- _Supplied records_:
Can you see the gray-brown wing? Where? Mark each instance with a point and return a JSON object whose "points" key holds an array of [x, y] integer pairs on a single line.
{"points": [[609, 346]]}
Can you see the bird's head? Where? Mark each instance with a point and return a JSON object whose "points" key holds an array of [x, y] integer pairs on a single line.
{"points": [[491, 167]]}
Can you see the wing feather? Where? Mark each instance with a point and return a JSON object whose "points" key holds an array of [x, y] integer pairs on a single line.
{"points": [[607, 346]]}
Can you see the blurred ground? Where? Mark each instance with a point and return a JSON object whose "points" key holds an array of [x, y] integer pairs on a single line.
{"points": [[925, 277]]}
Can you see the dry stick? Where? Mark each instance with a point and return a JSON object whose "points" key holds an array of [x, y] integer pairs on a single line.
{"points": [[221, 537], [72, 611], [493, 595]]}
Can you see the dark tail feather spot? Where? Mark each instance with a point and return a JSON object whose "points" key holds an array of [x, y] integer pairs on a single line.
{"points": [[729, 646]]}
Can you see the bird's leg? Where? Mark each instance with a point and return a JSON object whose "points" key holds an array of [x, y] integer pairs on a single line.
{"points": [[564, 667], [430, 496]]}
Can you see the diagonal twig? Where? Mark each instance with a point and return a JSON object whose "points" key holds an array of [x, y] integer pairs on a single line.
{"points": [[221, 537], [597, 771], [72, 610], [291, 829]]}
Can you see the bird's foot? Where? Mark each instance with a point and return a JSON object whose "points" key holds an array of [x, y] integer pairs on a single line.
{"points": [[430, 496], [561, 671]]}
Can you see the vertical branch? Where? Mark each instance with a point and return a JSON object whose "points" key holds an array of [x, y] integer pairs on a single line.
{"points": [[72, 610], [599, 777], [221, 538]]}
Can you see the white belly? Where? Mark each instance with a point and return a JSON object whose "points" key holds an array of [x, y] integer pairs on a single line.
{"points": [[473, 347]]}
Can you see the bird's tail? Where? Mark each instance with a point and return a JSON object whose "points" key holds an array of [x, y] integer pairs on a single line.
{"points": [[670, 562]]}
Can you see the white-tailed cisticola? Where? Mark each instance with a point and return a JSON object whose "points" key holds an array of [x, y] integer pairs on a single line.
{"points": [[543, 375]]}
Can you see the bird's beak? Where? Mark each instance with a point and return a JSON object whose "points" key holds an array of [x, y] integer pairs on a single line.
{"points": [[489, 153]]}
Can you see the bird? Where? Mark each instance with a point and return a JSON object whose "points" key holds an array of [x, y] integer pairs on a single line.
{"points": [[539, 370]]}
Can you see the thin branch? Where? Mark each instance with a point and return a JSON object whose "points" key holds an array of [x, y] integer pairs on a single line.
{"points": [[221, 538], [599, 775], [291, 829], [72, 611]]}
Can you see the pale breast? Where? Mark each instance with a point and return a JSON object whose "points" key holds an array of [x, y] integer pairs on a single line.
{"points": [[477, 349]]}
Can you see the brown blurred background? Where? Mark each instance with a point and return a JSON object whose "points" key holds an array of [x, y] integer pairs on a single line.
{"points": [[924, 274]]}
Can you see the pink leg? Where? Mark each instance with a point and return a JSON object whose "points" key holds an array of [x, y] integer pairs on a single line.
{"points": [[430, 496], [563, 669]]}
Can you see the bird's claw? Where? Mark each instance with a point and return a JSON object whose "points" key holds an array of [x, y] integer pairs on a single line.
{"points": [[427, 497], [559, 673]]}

- _What you should do_: Using the entries above, please restate each one word for word.

- _Solution for this task_:
Can you see the gray-brown wing? Where? Mark each instance with a point and return a JSON object whose "points" key holds an array of [x, y] integer pairs on a single line.
{"points": [[609, 346]]}
Can you see the bird's head? Where? Mark each instance with a point and return a JSON object whose "points" key holds an array of [x, y] integer pairs on a single line.
{"points": [[491, 167]]}
Can you see the wing feather? Where? Mark each instance with a point and return a JSON object whose "points" key holds an array of [x, y] integer pairs on a single line.
{"points": [[607, 346]]}
Can you see the blurred ground? Where? Mark each instance with a point and return a JSON object whose "points" key holds an array of [x, y] integer pairs on a single line.
{"points": [[925, 277]]}
Can you see the dry stick? Where? Mark each instance with a point and return a JSON object whose "points" key holds an array of [x, y] integer pairs on a single line.
{"points": [[221, 537], [72, 611], [493, 595]]}
Can you see the dark tail feather spot? Where? Mark each instance with a point and return a JSON object whose "points" key holds an array of [x, y] integer pairs on a single line.
{"points": [[729, 646]]}
Can you see the bird's leg? Where? Mark each instance with a point and return a JSON object whose "points" key holds an array of [x, y] integer pairs on a single line.
{"points": [[564, 667], [430, 496]]}
Can you see the diagonal twig? Where? Mark each instance with a point and return a JSON object whose "points" key holds an array of [x, y] integer pairs on a single line.
{"points": [[221, 537], [597, 771], [72, 610], [291, 829]]}
Can you see the bird's foot? Where? Mark each instance with a point and return a JSON object whose "points" key holds an array of [x, y] integer pairs on a single line.
{"points": [[430, 496], [561, 671]]}
Can you see the vertical branch? Where? Mark each instance with a point and return a JSON object whose "points" key holds an array of [x, y] integer pairs on a single line.
{"points": [[72, 610], [599, 777], [221, 538]]}
Can you see the white belly? Where? Mark each instance with a point and return a JSON object whose "points" key holds an array of [x, y] integer pairs on a single line.
{"points": [[473, 347]]}
Can you see the bird's tail? Where? Mark each instance with a point and return a JSON object whose "points" key holds an array of [x, y] integer pairs on a single line.
{"points": [[670, 562]]}
Can you see the white-tailed cisticola? Where? Mark each instance with a point and return a JSON object whose "points" key holds an array of [x, y] integer pairs on a single line.
{"points": [[543, 375]]}
Can you see the bird's beak? Where? Mark each instance with a point and return a JSON object whose "points" key holds an array of [x, y] integer pairs on a single line.
{"points": [[489, 153]]}
Can you see the bird? Where? Mark each instance with a point and return a JSON object whose "points" key holds an array of [x, y] integer pairs on a single line.
{"points": [[539, 370]]}
Can you see the thin branch? Where? Mark each instance with a point and return a JSON object whose "points" key holds an array of [x, y] integer pairs on a single line.
{"points": [[221, 538], [599, 775], [291, 829], [72, 611]]}
Can you see the pale breast? Where? Mark each instance with a point and return a JSON object whose "points" key holds an array of [x, y] integer pairs on a single line.
{"points": [[477, 349]]}
Can you see the brown blurred background? Where? Mark each instance with a point and return a JSON object whose "points" key holds an array of [x, y] integer pairs on a single line.
{"points": [[924, 274]]}
Can you see the pink leg? Where? Mark each instance with a point and return a JSON object whose "points" key holds an array of [x, y] integer pairs on a single line.
{"points": [[430, 496], [563, 669]]}
Can you see the bird's claw? Where? Mark each instance with a point and return a JSON object whose "points" key holds an array of [x, y] integer pairs on a single line.
{"points": [[427, 497], [559, 673]]}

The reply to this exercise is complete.